Extract
★ ★ ★ ★
Feb. 24 (Bloomberg) -- U.S., Chinese and Japanese officials say they will press euro-area countries to do more to merit outside help when the world’s largest economies gather tomorrow for a meeting dominated by Europe’s sovereign-debt woes.
European officials will push fellow Group of 20 nations to commit fresh cash to the International Monetary Fund to help defuse the region’s fiscal crisis, days after backing a second bailout for Greece. The Obama administration says Europe must first strengthen its firewall to prevent debts of countries such as Italy and Spain from becoming unsustainable.
G-20 finance ministers and central bank governors meet in Mexico City four days after euro-area governments sanctioned a 130 billion-euro ($175 billion) aid package for Greece and amid warnings by the IMF that concerns about debt sustainability could drag the world into another recession. While China, Japan, Brazil and Mexico say they are willing to help once Europe acts, the U.S. shows no signs of reaching for its checkbook.
“Europe will implicitly be the main political topic of conversation, in the lens of what will it take to get more contribution to the IMF,” Jacob Kirkegaard, a research fellow at the Peterson Institute for International Economics in Washington, said in an interview. “The Europeans clearly realize that they have to move first.”
‘Make More Efforts’
With demand from the European Union’s 500 million consumers slowing, China and Japan have signaled a commitment to help resolve Europe’s debt woes. The condition is that Europe “make more efforts to create a bigger firewall,” Japanese Finance Minister Jun Azumi said Feb. 20 in Beijing. Japan is considering contributing $50 billion to the IMF’s European rescue package, the Asahi newspaper reported Feb. 23, without saying where it obtained the information.
Treasury Secretary Timothy F. Geithner stepped up U.S. calls for Europe to boost firewall. While European action so far means it’s “much less likely” the debt crisis will trigger global contagion, the U.S. and other nations won’t commit fresh funds to the IMF until Europe makes its backstop more “credible,” he said in an interview on CNBC today.
“What we don’t want to see is the IMF substitute -- and it really cannot substitute -- for a stronger European response,” Geithner said.
IMF Managing Director Christine Lagarde, who was French finance minister when the crisis surfaced in Greece in late 2009, is looking for an additional $500 billion in lending resources for the Washington-based fund. The 17 euro nations have pledged about $200 billion in new money.
★ ★ ★ ★
Given entries
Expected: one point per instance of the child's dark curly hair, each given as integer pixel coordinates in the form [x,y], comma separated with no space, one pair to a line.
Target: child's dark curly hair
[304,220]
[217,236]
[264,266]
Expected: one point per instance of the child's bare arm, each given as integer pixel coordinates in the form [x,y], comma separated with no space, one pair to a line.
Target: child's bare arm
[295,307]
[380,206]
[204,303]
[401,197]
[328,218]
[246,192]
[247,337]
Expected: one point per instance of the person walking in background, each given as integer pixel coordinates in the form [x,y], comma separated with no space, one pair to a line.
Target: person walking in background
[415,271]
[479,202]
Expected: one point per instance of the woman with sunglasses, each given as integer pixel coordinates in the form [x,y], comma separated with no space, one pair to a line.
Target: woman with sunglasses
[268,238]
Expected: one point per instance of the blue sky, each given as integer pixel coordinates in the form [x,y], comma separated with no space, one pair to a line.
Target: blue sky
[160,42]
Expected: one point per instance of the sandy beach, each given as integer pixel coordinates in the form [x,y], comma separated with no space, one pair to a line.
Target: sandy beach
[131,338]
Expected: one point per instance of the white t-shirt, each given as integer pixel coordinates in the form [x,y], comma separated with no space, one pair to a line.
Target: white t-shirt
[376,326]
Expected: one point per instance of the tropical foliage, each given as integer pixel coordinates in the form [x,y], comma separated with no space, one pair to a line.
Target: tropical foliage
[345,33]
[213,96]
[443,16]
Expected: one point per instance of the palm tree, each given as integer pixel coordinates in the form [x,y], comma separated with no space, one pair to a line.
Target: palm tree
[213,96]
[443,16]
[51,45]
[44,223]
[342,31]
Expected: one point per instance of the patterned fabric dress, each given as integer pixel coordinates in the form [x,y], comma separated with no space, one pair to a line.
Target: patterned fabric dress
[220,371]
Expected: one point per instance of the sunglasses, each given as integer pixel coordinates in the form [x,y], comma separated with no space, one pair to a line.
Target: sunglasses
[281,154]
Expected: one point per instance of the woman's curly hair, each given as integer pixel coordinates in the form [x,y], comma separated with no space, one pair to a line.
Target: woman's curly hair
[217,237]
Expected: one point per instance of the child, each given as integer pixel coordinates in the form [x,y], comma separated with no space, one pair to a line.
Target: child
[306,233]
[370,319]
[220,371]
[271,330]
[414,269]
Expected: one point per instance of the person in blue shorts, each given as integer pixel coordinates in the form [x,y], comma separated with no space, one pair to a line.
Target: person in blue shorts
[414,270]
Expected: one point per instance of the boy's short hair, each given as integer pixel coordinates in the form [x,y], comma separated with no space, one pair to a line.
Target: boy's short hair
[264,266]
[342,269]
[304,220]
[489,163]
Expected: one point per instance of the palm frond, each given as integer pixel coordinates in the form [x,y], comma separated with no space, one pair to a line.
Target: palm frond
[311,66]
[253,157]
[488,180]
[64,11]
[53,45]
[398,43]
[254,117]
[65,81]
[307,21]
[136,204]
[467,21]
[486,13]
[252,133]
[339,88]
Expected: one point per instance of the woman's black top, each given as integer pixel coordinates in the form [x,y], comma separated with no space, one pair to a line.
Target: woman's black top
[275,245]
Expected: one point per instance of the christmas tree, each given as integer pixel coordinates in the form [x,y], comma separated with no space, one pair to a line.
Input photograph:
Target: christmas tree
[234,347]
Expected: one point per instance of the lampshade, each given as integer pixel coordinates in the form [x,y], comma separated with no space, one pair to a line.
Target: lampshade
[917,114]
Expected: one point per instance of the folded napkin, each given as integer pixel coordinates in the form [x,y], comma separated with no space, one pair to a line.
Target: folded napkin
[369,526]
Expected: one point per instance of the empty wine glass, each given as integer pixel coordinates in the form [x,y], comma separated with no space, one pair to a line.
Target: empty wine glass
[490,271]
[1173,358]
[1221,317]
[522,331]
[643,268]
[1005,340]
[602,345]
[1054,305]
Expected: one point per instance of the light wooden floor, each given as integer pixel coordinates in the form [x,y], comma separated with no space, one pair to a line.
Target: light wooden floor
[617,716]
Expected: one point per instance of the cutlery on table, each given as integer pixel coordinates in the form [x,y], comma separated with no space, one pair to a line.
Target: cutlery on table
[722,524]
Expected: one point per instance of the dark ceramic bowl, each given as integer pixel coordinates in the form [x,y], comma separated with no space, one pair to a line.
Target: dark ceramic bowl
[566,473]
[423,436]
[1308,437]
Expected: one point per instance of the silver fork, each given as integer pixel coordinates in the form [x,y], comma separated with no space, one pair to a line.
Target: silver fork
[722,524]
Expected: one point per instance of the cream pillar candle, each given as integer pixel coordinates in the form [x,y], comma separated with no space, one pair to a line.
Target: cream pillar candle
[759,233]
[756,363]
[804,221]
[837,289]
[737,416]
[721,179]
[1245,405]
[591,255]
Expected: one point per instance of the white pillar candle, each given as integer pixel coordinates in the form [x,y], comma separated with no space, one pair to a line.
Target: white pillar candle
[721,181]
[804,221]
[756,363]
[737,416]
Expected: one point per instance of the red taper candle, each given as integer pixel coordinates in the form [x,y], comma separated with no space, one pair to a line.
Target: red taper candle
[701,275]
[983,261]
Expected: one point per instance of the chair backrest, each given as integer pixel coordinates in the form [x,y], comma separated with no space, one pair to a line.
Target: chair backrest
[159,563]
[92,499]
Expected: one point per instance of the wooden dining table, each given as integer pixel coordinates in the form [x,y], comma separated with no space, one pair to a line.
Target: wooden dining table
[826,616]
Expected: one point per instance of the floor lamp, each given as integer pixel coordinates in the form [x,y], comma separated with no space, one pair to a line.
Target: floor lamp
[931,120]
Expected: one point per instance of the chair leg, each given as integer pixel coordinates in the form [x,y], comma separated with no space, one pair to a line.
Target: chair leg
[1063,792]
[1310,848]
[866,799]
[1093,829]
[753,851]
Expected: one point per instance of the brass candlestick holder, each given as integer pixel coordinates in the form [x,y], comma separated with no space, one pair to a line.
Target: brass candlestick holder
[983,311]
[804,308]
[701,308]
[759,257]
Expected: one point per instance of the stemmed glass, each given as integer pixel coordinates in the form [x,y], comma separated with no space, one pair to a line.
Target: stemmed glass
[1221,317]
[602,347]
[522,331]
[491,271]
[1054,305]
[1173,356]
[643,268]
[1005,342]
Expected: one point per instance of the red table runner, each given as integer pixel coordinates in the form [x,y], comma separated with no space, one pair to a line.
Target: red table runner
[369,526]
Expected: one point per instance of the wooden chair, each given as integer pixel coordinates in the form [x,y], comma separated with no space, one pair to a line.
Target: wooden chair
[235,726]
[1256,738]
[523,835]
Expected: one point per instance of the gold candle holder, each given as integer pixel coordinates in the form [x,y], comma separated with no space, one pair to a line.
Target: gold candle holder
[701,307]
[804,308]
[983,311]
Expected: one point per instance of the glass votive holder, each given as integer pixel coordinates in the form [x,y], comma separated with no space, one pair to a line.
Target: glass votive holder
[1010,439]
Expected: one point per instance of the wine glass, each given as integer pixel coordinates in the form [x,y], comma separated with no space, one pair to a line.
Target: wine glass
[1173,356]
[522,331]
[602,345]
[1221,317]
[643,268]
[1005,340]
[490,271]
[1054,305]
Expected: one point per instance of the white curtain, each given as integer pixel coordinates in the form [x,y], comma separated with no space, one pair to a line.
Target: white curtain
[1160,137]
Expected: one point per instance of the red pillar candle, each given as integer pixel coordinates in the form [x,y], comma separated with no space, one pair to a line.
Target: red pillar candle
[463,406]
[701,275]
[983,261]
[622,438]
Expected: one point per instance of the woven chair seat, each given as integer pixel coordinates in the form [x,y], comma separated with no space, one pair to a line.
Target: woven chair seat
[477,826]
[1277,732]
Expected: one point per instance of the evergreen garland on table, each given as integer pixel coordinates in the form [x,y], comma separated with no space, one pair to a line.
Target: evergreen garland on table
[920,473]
★ ★ ★ ★
What to do
A. Reproduce the passage of the G-20 article that begins at the words "Treasury Secretary Timothy" and stops after "in new money.".
B. Decide whether each statement agrees with the G-20 article, answering yes or no and quoting the words that settle it: (i) Euro-area governments approved an aid package for Greece worth 130 billion euros. (ii) The Japanese finance minister made his remark about a bigger firewall in Tokyo. (iii) The 17 euro nations have pledged about $500 billion in new money.
The rows play no part in what is asked here.

In response
A.
Treasury Secretary Timothy F. Geithner stepped up U.S. calls for Europe to boost firewall. While European action so far means it’s “much less likely” the debt crisis will trigger global contagion, the U.S. and other nations won’t commit fresh funds to the IMF until Europe makes its backstop more “credible,” he said in an interview on CNBC today.
“What we don’t want to see is the IMF substitute -- and it really cannot substitute -- for a stronger European response,” Geithner said.
IMF Managing Director Christine Lagarde, who was French finance minister when the crisis surfaced in Greece in late 2009, is looking for an additional $500 billion in lending resources for the Washington-based fund. The 17 euro nations have pledged about $200 billion in new money.

B.
(i) Yes: "sanctioned a 130 billion-euro ($175 billion) aid package for Greece"
(ii) No: "Japanese Finance Minister Jun Azumi said Feb. 20 in Beijing"
(iii) No: "The 17 euro nations have pledged about $200 billion in new money."